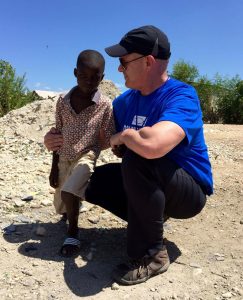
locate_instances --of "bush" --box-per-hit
[216,76,243,124]
[192,77,219,123]
[171,60,217,122]
[0,60,40,117]
[171,60,199,83]
[171,60,242,124]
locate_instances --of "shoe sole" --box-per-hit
[113,261,170,286]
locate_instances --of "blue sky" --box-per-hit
[1,0,243,92]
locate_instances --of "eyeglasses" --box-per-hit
[119,55,146,70]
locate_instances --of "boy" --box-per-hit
[49,50,114,257]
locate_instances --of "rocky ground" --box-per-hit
[0,82,242,300]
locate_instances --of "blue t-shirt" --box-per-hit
[113,78,213,195]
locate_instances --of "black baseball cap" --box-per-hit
[105,25,171,60]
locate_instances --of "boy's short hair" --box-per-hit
[76,50,105,72]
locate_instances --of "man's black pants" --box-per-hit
[85,150,206,259]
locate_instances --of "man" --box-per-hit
[44,25,213,285]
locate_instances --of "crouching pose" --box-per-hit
[45,26,213,285]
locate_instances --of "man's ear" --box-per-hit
[147,55,156,67]
[100,74,104,81]
[74,68,77,78]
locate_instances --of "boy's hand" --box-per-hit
[112,144,127,158]
[44,127,63,151]
[110,132,123,149]
[49,168,59,188]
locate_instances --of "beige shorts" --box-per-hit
[53,151,96,214]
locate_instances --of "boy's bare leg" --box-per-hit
[60,191,80,256]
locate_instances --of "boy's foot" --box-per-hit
[59,237,80,257]
[112,245,170,285]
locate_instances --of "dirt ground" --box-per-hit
[0,106,242,300]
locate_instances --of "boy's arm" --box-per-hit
[44,127,63,152]
[99,128,107,150]
[45,97,63,151]
[49,151,59,188]
[55,96,63,133]
[49,96,63,188]
[99,103,127,157]
[99,103,116,150]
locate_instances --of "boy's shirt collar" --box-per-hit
[62,86,101,104]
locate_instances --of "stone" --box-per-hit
[231,287,242,295]
[22,278,35,287]
[111,282,119,290]
[14,200,25,207]
[14,215,32,223]
[22,270,33,276]
[216,256,225,261]
[88,216,100,224]
[222,292,232,298]
[21,195,34,201]
[189,262,201,268]
[80,205,88,213]
[40,199,52,206]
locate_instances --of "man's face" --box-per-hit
[118,53,147,90]
[74,64,104,95]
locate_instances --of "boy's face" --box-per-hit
[74,64,104,96]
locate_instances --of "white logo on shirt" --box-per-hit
[132,115,147,127]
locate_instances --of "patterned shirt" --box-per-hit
[56,86,115,161]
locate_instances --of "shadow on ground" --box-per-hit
[3,221,181,297]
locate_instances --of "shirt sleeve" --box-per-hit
[55,97,63,132]
[101,101,116,148]
[159,86,203,145]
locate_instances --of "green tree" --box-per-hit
[193,76,219,123]
[171,60,199,83]
[171,60,216,122]
[0,60,39,116]
[171,60,243,124]
[215,75,243,124]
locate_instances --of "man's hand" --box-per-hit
[115,122,185,159]
[44,127,63,151]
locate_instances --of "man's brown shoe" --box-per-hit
[112,245,170,285]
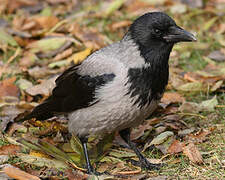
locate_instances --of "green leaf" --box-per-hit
[19,154,68,170]
[177,82,203,92]
[109,149,136,158]
[16,79,33,91]
[203,16,219,32]
[150,131,174,146]
[28,37,67,53]
[0,28,18,47]
[70,135,83,155]
[104,0,125,16]
[200,96,218,112]
[48,59,69,68]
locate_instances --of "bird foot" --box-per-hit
[130,158,162,170]
[85,166,103,176]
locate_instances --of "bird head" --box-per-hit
[129,12,196,48]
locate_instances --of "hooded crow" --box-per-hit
[21,12,196,174]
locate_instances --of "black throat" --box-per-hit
[127,36,173,108]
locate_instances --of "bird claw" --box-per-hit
[140,158,162,170]
[129,158,162,170]
[86,166,103,176]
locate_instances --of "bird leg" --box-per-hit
[119,128,160,170]
[79,137,95,174]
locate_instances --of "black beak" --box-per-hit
[163,26,197,43]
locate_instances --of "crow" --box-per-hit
[20,12,196,174]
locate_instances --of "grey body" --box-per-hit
[68,34,158,137]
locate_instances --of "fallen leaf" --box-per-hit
[109,149,136,158]
[19,52,37,68]
[110,20,132,31]
[168,140,184,154]
[16,79,33,91]
[0,155,9,164]
[199,96,218,112]
[177,81,204,92]
[25,76,57,96]
[150,131,174,146]
[203,16,219,32]
[0,28,18,47]
[143,131,174,152]
[34,16,59,29]
[53,47,73,61]
[48,59,70,68]
[170,3,187,14]
[161,92,185,104]
[116,168,142,175]
[72,48,92,65]
[181,0,203,8]
[27,37,67,54]
[0,77,20,99]
[178,128,196,137]
[6,123,27,136]
[210,80,223,92]
[183,142,203,164]
[70,25,107,50]
[125,0,154,16]
[185,129,211,143]
[155,136,175,154]
[179,102,200,113]
[3,165,41,180]
[0,105,24,132]
[208,50,225,62]
[131,123,153,140]
[19,154,68,170]
[103,0,126,17]
[146,176,168,180]
[0,144,21,155]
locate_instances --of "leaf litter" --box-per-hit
[0,0,225,179]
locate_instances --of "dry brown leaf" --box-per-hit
[184,72,222,84]
[185,129,211,143]
[110,20,132,31]
[65,169,87,180]
[0,77,20,99]
[53,47,73,61]
[125,0,155,16]
[168,140,184,154]
[46,0,71,4]
[3,165,40,180]
[34,16,59,29]
[0,144,21,155]
[161,92,185,104]
[70,24,107,50]
[25,76,57,96]
[146,117,161,125]
[6,0,37,13]
[183,142,203,164]
[116,168,142,175]
[7,123,27,136]
[130,123,152,140]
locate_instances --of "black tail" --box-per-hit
[16,97,62,122]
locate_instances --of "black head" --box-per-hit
[129,12,196,48]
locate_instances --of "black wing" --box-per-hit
[25,65,115,120]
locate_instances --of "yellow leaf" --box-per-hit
[29,150,50,158]
[72,48,92,65]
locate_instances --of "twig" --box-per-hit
[178,113,206,119]
[48,19,68,34]
[6,47,21,65]
[215,105,225,108]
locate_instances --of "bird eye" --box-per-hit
[154,28,161,34]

TASK GOAL →
Leaving the pictures out, set down all of the data again exactly.

ANSWER TO THIS PROBLEM →
locate_instances --of "bush" --box-per-hit
[216,76,243,124]
[192,77,219,123]
[171,60,217,122]
[0,60,40,117]
[171,60,199,83]
[171,60,242,124]
locate_instances --of "shoe sole" --box-per-hit
[113,261,170,286]
locate_instances --of "blue sky" --box-per-hit
[1,0,243,92]
locate_instances --of "eyeglasses" --box-per-hit
[119,55,146,70]
locate_instances --of "boy" --box-per-hit
[49,50,114,257]
locate_instances --of "rocky ground" --box-per-hit
[0,82,242,300]
locate_instances --of "blue t-shirt" --box-per-hit
[113,78,213,195]
locate_instances --of "black baseball cap" --box-per-hit
[105,25,171,60]
locate_instances --of "boy's short hair" --box-per-hit
[76,50,105,72]
locate_instances --of "man's black pants" --box-per-hit
[85,150,206,259]
locate_instances --of "man" --box-per-hit
[44,25,213,285]
locate_instances --of "crouching pose" --box-per-hit
[45,26,213,285]
locate_instances --of "man's ear" --box-per-hit
[147,55,156,67]
[100,74,104,81]
[74,68,77,78]
locate_instances --of "boy's hand" --box-per-hit
[112,144,127,158]
[44,127,63,151]
[110,132,123,149]
[49,168,59,188]
locate_instances --of "beige shorts" --box-per-hit
[53,151,96,214]
locate_instances --of "boy's bare leg" --box-per-hit
[60,191,80,256]
locate_instances --of "boy's foot" --box-per-hit
[59,237,80,257]
[112,245,170,285]
locate_instances --of "dirt ground" --box-per-hit
[0,106,242,300]
locate_instances --of "boy's arm" --box-per-hit
[44,127,63,152]
[99,128,107,150]
[45,97,63,151]
[49,151,59,188]
[55,96,63,133]
[49,96,63,188]
[99,103,127,157]
[99,103,116,150]
locate_instances --of "boy's shirt collar" --box-per-hit
[62,86,101,104]
locate_instances --of "stone" --box-per-hit
[231,287,242,295]
[22,278,35,287]
[111,282,119,290]
[14,200,25,207]
[14,215,32,223]
[22,270,33,276]
[216,256,225,261]
[88,216,100,224]
[222,292,232,298]
[21,195,34,201]
[189,262,201,268]
[80,205,88,213]
[40,199,52,206]
locate_instances --of "man's face" --box-per-hit
[118,53,147,90]
[74,64,104,95]
locate_instances --of "boy's face" --box-per-hit
[74,64,104,96]
locate_instances --of "white logo on shirt" --box-per-hit
[132,115,147,127]
locate_instances --of "patterned shirt" --box-per-hit
[56,86,115,161]
locate_instances --of "shadow on ground" --box-per-hit
[3,221,181,297]
locate_instances --of "shirt sleeve" --box-per-hit
[55,97,63,132]
[101,101,116,148]
[159,86,203,145]
locate_instances --of "green tree" --box-per-hit
[193,76,219,123]
[171,60,199,83]
[171,60,216,122]
[0,60,39,116]
[171,60,243,124]
[215,75,243,124]
locate_instances --of "man's hand" --box-per-hit
[115,122,185,159]
[44,127,63,151]
locate_instances --of "man's brown shoe" --box-per-hit
[112,245,170,285]
locate_instances --of "green leaf" --box-per-hit
[19,154,68,170]
[177,82,203,92]
[109,149,136,158]
[16,79,33,91]
[203,16,219,32]
[150,131,174,146]
[28,37,67,53]
[0,28,18,47]
[70,135,83,155]
[104,0,125,16]
[200,96,218,112]
[48,59,69,68]
locate_instances --of "bird foot" --box-per-hit
[130,158,162,170]
[85,166,103,176]
locate_instances --of "bird head" --box-per-hit
[129,12,196,48]
locate_instances --of "hooded crow" --box-per-hit
[21,12,196,174]
locate_instances --of "black throat" --box-per-hit
[127,36,173,108]
locate_instances --of "bird claw" --box-per-hit
[140,158,162,170]
[129,158,162,170]
[86,166,103,176]
locate_instances --of "bird leg" --box-per-hit
[119,128,160,170]
[79,137,95,174]
locate_instances --of "black beak" --box-per-hit
[163,26,197,43]
locate_instances --of "crow" --box-per-hit
[20,12,196,174]
locate_instances --of "grey body" --box-per-hit
[68,34,158,137]
locate_instances --of "fallen leaf" --box-per-hit
[109,149,136,158]
[19,52,37,68]
[110,20,132,31]
[168,140,184,154]
[16,79,33,91]
[0,155,9,164]
[199,96,218,112]
[177,81,204,92]
[25,76,57,96]
[150,131,174,146]
[203,16,219,32]
[0,28,18,47]
[143,131,174,152]
[34,16,59,29]
[53,47,73,61]
[48,59,70,68]
[170,3,187,14]
[161,92,185,104]
[116,168,142,175]
[72,48,92,65]
[181,0,203,8]
[27,37,67,54]
[0,77,20,99]
[178,128,196,137]
[6,123,27,136]
[210,80,223,92]
[183,142,203,164]
[70,25,107,50]
[125,0,154,16]
[185,129,211,143]
[155,136,175,154]
[179,102,200,113]
[3,165,41,180]
[0,105,24,132]
[208,50,225,62]
[131,123,153,140]
[19,154,68,170]
[103,0,126,17]
[146,176,168,180]
[0,144,21,155]
locate_instances --of "leaf litter" --box-per-hit
[0,0,225,179]
locate_instances --of "dry brown leaf" --box-per-hit
[184,72,222,84]
[185,129,211,143]
[110,20,132,31]
[65,169,87,180]
[0,77,20,99]
[53,47,73,61]
[125,0,155,16]
[168,140,184,154]
[46,0,71,4]
[3,165,40,180]
[34,16,59,29]
[0,144,21,155]
[161,92,185,104]
[70,24,107,50]
[25,76,57,96]
[146,117,161,125]
[6,0,37,13]
[183,142,203,164]
[116,168,142,175]
[7,123,27,136]
[130,123,152,140]
locate_instances --of "black tail" --box-per-hit
[16,97,62,122]
locate_instances --of "black head" --box-per-hit
[129,12,196,48]
locate_instances --of "black wing" --box-per-hit
[25,65,115,120]
locate_instances --of "yellow leaf" --box-per-hit
[29,150,50,158]
[72,48,92,65]
locate_instances --of "twig" --box-per-hit
[178,113,206,119]
[48,19,68,34]
[6,47,21,65]
[215,105,225,108]
locate_instances --of "bird eye" --box-per-hit
[154,28,161,34]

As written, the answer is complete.